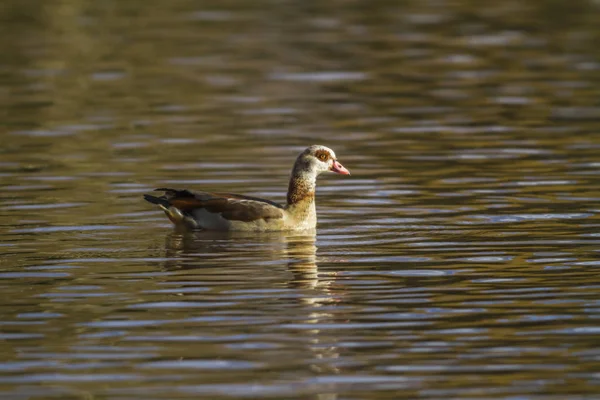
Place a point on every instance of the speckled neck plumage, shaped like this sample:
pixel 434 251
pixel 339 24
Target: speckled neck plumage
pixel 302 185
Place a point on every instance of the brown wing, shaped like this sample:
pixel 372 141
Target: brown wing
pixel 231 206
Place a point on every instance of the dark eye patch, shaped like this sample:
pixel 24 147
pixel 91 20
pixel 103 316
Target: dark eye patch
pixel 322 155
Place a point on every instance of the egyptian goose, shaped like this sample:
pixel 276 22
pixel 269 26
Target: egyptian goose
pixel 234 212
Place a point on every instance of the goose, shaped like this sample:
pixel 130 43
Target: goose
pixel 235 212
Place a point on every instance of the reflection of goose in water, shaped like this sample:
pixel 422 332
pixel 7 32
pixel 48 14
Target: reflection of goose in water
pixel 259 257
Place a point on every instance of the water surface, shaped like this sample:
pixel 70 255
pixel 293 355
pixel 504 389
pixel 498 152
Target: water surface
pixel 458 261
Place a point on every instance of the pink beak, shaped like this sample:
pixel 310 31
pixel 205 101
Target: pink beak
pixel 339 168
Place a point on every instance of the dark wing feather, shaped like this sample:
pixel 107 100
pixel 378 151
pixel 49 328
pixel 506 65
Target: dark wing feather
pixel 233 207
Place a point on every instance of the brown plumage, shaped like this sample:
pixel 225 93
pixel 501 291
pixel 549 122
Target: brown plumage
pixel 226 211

________________

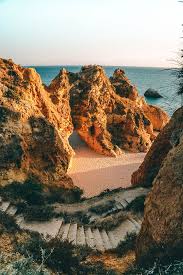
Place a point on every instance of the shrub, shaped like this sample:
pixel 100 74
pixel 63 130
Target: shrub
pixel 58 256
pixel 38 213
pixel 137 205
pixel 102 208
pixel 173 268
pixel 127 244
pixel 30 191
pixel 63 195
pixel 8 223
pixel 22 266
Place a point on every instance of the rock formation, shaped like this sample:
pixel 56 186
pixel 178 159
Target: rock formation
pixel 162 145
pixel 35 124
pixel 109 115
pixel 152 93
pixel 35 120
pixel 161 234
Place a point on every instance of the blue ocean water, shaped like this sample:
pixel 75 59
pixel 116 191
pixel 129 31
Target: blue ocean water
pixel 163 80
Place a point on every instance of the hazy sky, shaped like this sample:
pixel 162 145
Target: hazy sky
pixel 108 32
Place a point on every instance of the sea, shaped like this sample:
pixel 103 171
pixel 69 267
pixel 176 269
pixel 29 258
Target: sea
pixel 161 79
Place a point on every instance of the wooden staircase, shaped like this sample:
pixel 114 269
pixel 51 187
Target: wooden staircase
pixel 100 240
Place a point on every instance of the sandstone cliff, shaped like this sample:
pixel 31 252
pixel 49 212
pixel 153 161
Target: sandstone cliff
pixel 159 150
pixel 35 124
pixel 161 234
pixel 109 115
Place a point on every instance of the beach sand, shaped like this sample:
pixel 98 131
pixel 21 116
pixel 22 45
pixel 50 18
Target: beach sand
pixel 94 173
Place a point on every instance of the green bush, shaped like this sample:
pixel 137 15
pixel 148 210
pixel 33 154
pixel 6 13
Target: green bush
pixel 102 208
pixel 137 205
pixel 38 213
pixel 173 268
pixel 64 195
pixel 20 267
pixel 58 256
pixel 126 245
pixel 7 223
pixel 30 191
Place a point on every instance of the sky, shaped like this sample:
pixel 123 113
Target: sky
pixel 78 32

________________

• _GOAL OF THE EXERCISE_
Convert the rows above into a numbered list, starting with the line that contains "Place a point on every instance of the pink" and continuing through the line that contains "pixel 233 207", with both of those lines included and any blank lines omitted. List only those lines.

• _THE COMPLETED TASK_
1. Place a point on every instance of the pink beak, shaped like this sample:
2. pixel 310 31
3. pixel 205 101
4. Target: pink beak
5. pixel 339 168
6. Place a point on every instance of the dark wing feather, shaped like this sample:
7. pixel 107 100
8. pixel 378 151
9. pixel 49 328
10. pixel 506 65
11. Target: dark wing feather
12. pixel 233 207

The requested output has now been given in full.